▶ **Tâche courte**:
Poursuivez l'entretien sur le studio de cascades Action Concept en reprenant juste après sa dernière phrase.

▶ **Extrait du texte**:
####################

Par Thibault Lanta
Hermann Joha a 47 ans. Ancien cascadeur, véritable autodidacte, il dirige aujourd'hui le studio allemand Action Concept, un des plus réputés au monde en matière de cascades.
Pouvez-vous vous présenter ?
Je suis le fondateur et le directeur de Action Concept et aussi pilote d’hélicoptère professionnel.
Pouvez-vous nous présenter votre société ?
Action Concept est l’un des plus gros studios de production au monde spécialisé dans les formats d’action. Les différentes branches de la société sont concentrées sur 25 000 mètres carrés à Huerth, près de Cologne. Le département du développement, qui comprend le scénario et les cascades, les bureaux de production, les studios, les équipements techniques, la post-production et tous les studios sons et effets spéciaux sont centralisés ici.
Les cascades de première classe sont planifiées et exécutées par une équipe bien établie. Il s’agit d’envoyer des camions citernes caréner sur des ponts, de chorégraphier de grosses poursuites automobiles, des collisions frontales, et même – grâce à une petite fusée d’azote liquide remplie de combustible – de catapulter des voitures assez haut dans les airs pour passer au-dessus d’un hélicoptère.

####################

▶ **Matériel fourni**:
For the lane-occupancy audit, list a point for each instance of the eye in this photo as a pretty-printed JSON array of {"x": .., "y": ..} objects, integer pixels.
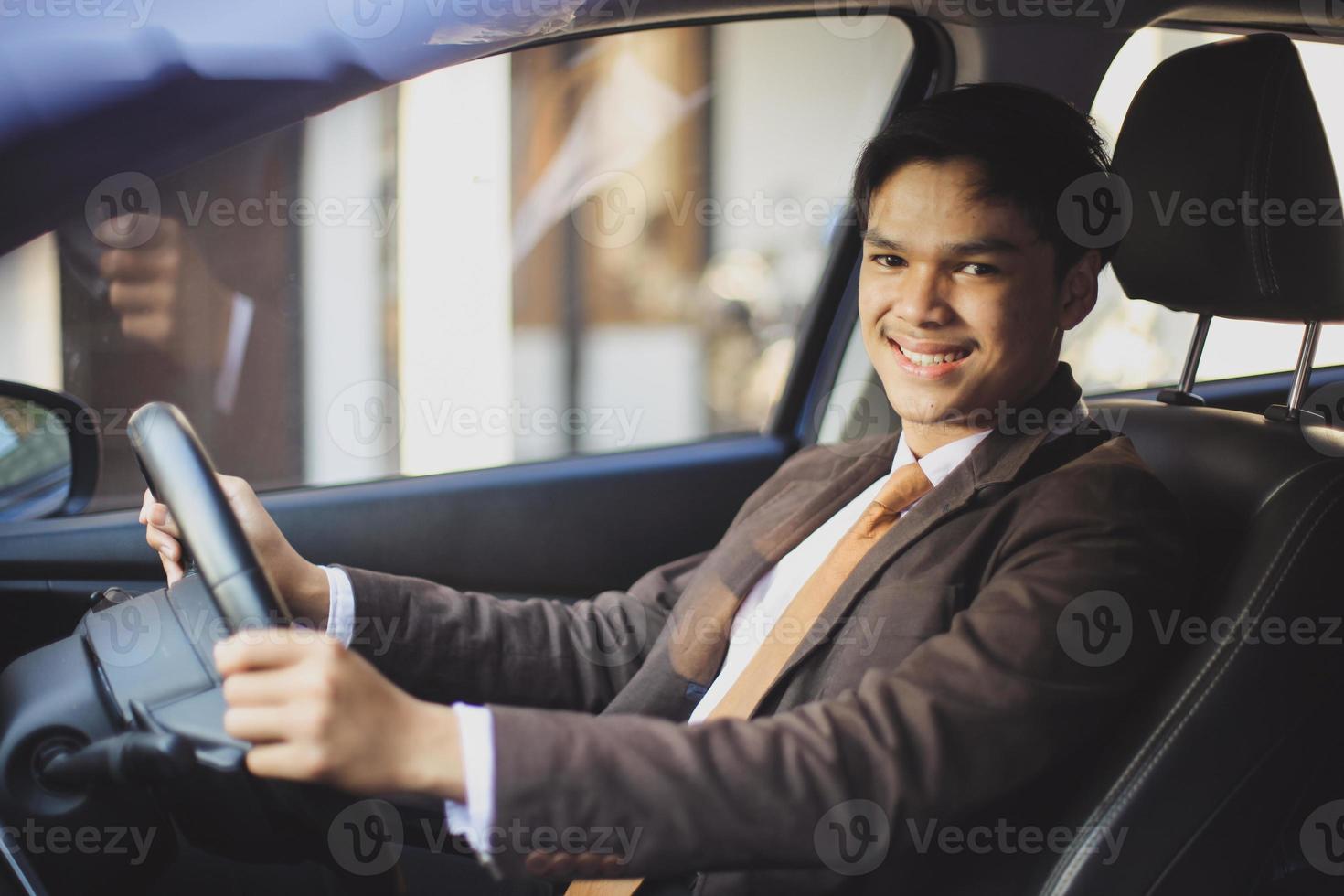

####################

▶ **Résultat de l'exercice**:
Pour saisir l’action du meilleur angle possible, nous utilisons jusqu’à 30 caméras simultanément. Les prises de vue de l’habitacle des véhicules montrent ce que voit le conducteur. Et les caméras protégées par des boîtiers spéciaux pour résister aux accidents plongent le spectateur au cœur de l’action, comme s’il était au milieu de la scène. Les caméras principales, elles, se concentrent sur le tableau d’ensemble.
Les studios sons tirent profit des différentes architectures et captures sonores pour produire des bandes-son d’action les plus abouties et une bonne synchronisation avec les séquences de dialogues. Pour le montage, nous nous appuyons sur la dernière technologie développée par Avid. Le département des effets spéciaux travaille selon les normes internationales de tous les studios de production de cinéma. Des images de foule sont crées à partir d’images de synthèse via des duplications, des animations en 3D et des prolongements de décors sont aussi utilisés grâce à la technologie de l’écran vert (de vrais acteurs jouent sur un plateau numérique).
L’industrie américaine des cascades, aussi, a pris connaissance de notre équipe. Depuis trois ans, chaque année, nous avons reçu le « Taurus mondial de la meilleure cascade ». Ces prix prestigieux sont un peu comme les Oscars de la cascade pour l’industrie du cinéma et de la télévision. Il se tient chaque année à Los Angeles durant une cérémonie où l’on retrouve les stars de blockbusters et leurs doublures
Vous accueillez depuis l’année dernière une série d’ateliers d’écriture (NDLR : The German Writers Room). Pouvez-vous nous expliquer comment tout cela s’est monté ?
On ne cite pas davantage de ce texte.